AIM OF THE EXERCISE :: Output the records. Match them exactly.

Excerpts of pointing data:
# # # # #

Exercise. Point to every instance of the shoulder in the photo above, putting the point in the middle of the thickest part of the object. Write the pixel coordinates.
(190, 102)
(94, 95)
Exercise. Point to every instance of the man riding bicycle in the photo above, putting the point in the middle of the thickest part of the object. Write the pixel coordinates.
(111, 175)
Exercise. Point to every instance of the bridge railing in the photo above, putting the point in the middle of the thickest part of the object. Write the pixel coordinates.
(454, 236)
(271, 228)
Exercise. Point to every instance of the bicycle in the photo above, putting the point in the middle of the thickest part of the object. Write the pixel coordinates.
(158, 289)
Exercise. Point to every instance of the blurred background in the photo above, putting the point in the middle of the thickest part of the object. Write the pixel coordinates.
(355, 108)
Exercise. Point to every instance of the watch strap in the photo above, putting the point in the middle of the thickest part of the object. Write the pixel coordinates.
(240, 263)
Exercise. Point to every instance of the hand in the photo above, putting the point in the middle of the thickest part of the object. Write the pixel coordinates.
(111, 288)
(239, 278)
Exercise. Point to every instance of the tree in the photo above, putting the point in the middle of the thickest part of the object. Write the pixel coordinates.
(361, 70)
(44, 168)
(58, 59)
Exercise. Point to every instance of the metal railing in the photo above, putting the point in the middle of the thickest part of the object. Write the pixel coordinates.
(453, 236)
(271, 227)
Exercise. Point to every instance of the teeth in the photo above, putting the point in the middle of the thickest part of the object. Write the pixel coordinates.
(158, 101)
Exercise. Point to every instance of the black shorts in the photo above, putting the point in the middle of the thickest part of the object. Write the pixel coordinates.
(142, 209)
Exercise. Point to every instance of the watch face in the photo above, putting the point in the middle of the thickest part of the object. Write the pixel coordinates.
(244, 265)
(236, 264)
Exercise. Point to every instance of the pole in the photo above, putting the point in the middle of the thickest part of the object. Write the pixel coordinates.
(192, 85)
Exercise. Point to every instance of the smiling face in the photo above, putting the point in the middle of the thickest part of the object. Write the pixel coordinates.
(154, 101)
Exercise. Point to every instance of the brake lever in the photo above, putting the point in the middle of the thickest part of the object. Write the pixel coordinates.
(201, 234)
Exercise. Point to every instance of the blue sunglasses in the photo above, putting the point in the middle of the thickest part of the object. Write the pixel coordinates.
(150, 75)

# # # # #

REPLY TO THE TASK ::
Exercise. Point to every instance of the shoulder in the photo above, putting the point in the middle of the thickest part of the object. Write the pixel coordinates.
(190, 102)
(94, 95)
Exercise. Point to every instance of the man riding bicycle in the photo above, putting the point in the middle of the thickest part of the object. Write the pixel coordinates.
(111, 175)
Exercise. Point to every instance of the bridge railing in the photo above, putting the point in the middle of the thickest part of the object. Write the pixel coordinates.
(454, 236)
(271, 228)
Exercise. Point to every instance of the bicycle in the photo above, putting the point in the middle of the thickest part of the object. Write the pixel coordinates.
(158, 289)
Exercise. Point to every instance of the blurred background in the photo above, putting the point in the middle of the thickest part of the object. Write the pixel coordinates.
(355, 108)
Exercise. Point to every instance of the watch strap in the photo above, putting the point in the middle of the thickest part of the object. Write the pixel coordinates.
(240, 263)
Exercise. Point to every instance of the hand in the photo above, putting the point in the middle of the thickest part of the object. Write the pixel coordinates.
(111, 288)
(239, 278)
Exercise. Point to every instance of the tree in the photo above, putting the point in the middle of the thickest part of the object. Write the pixel coordinates.
(361, 70)
(44, 168)
(58, 59)
Exercise. Point to every instance of the metal railing in the photo above, putting the point in the middle of the thickest part of the object. Write the pixel coordinates.
(453, 236)
(271, 227)
Exercise. Point to every instance of the teeth in the photo above, putting the point in the middle of the thickest part of the object. Write the pixel coordinates.
(158, 101)
Exercise. Point to every instance of the black shorts in the photo above, putting the point in the middle of the thickest part of the object. Write the pixel coordinates.
(142, 209)
Exercise. Point to every instance of the watch face in the photo above, putting the point in the middle of the thickest part of the object. Write the pixel coordinates.
(244, 265)
(236, 264)
Exercise. Point to every instance of the pole in the photo above, putting the point in the middle of the thickest part of the object. Write the pixel coordinates.
(192, 85)
Exercise. Point to every instance of the smiling face in the photo above, putting the point in the middle of the thickest part of the object. Write the pixel coordinates.
(154, 101)
Exercise. Point to every instance of the brake lever in the photo above, putting the point in the middle of the thickest part of the object. Write the pixel coordinates.
(201, 234)
Exercise. Point to every instance of the blue sunglasses in the photo above, putting the point in the middle of the thickest part of the object. Write the pixel coordinates.
(150, 75)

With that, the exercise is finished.